下に示すブログの日記を、一字一句変えずに全文そのまま返せ。

■ **読む文章**
***

あおしろみどりくろ

楽園ニュージーランドで見た空の青、雪の白、森の緑、闇の黒の話である。

紫色の波

2020-12-11 | 日記
久しぶりのブログ更新である。
エイっと気合を入れないと書き出せなくなっている。
一度書き出せばリズムでスルスルと文章は出てくるのだがスピードに乗るまでがおっくうなのだ。
さしずめ蒸気機関車が長い列車を引いて走り出す時のように、シュワ〜と蒸気を出してゆっくりゆっくり動きだすがごとく。

さて近況。
11月は大工の見習いのような事をやり、友達家族とクィーンズタウンへ行き、そのついでに全黒の蔵を手伝った。
ちょうどその時に仕込みと絞りが重なって人手が必要だったのだ。
久しぶりに蔵でキビキビと働き、合間に絞りたての原酒を飲み、昼は昼で酒に合う昼飯で一杯。
1日だけの仕事だったので、給料にすると何かと面倒臭い、ということで現品支給。
搾ったばかりの無濾過生原酒や料理酒を貰って帰ってきた。
この無濾過がまた旨かったあ。
絞るのを二日遅らせたというだけあって、荒走りが荒くない。

***

■ **抜粋データ**
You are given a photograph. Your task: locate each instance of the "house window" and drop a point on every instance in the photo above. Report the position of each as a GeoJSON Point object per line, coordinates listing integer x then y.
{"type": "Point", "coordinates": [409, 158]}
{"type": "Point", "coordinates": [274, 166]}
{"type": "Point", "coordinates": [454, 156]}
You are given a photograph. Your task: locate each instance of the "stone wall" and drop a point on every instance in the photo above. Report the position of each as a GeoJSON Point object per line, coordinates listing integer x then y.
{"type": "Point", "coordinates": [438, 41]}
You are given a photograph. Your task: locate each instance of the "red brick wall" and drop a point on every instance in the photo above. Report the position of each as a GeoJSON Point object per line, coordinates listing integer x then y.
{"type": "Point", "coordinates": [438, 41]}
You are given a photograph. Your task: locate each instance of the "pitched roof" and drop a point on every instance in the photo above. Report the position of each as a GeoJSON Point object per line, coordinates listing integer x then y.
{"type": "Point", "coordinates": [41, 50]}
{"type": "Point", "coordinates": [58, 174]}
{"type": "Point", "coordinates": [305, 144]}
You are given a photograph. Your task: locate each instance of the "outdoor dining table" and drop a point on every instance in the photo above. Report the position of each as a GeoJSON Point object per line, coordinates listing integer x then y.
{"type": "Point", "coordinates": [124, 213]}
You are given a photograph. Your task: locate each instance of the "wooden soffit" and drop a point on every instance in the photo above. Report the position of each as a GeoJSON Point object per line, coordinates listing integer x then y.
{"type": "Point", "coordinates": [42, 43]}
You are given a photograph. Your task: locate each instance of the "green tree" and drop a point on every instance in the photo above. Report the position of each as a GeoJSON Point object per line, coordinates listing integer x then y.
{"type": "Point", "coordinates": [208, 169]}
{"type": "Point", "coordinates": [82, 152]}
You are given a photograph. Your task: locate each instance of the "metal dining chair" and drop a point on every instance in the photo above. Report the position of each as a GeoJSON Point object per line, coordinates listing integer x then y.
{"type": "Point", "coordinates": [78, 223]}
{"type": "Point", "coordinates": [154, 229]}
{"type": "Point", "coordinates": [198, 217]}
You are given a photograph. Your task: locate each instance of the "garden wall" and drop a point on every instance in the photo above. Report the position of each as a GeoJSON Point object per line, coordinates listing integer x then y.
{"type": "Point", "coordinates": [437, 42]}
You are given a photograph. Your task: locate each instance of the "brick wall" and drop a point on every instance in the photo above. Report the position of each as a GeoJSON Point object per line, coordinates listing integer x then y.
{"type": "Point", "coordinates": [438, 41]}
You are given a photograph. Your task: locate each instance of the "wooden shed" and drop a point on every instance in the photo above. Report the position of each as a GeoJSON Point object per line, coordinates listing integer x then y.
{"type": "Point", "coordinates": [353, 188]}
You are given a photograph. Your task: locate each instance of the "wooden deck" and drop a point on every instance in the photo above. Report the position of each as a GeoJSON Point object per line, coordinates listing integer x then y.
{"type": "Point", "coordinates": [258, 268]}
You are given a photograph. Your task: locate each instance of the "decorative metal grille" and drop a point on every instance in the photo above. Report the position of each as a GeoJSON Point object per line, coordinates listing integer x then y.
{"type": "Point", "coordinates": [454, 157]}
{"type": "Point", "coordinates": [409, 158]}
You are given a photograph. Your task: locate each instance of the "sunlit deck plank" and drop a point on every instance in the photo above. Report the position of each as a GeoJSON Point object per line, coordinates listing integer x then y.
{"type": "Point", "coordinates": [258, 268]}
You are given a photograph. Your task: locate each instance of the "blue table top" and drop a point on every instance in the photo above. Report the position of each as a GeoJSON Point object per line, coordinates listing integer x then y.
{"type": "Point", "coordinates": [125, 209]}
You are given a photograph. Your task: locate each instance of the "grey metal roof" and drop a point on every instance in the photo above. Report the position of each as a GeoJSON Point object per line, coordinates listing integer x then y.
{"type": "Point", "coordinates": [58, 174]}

***

■ **最終結果**
あおしろみどりくろ

楽園ニュージーランドで見た空の青、雪の白、森の緑、闇の黒の話である。

紫色の波

2020-12-11 | 日記
久しぶりのブログ更新である。
エイっと気合を入れないと書き出せなくなっている。
一度書き出せばリズムでスルスルと文章は出てくるのだがスピードに乗るまでがおっくうなのだ。
さしずめ蒸気機関車が長い列車を引いて走り出す時のように、シュワ〜と蒸気を出してゆっくりゆっくり動きだすがごとく。

さて近況。
11月は大工の見習いのような事をやり、友達家族とクィーンズタウンへ行き、そのついでに全黒の蔵を手伝った。
ちょうどその時に仕込みと絞りが重なって人手が必要だったのだ。
久しぶりに蔵でキビキビと働き、合間に絞りたての原酒を飲み、昼は昼で酒に合う昼飯で一杯。
1日だけの仕事だったので、給料にすると何かと面倒臭い、ということで現品支給。
搾ったばかりの無濾過生原酒や料理酒を貰って帰ってきた。
この無濾過がまた旨かったあ。
絞るのを二日遅らせたというだけあって、荒走りが荒くない。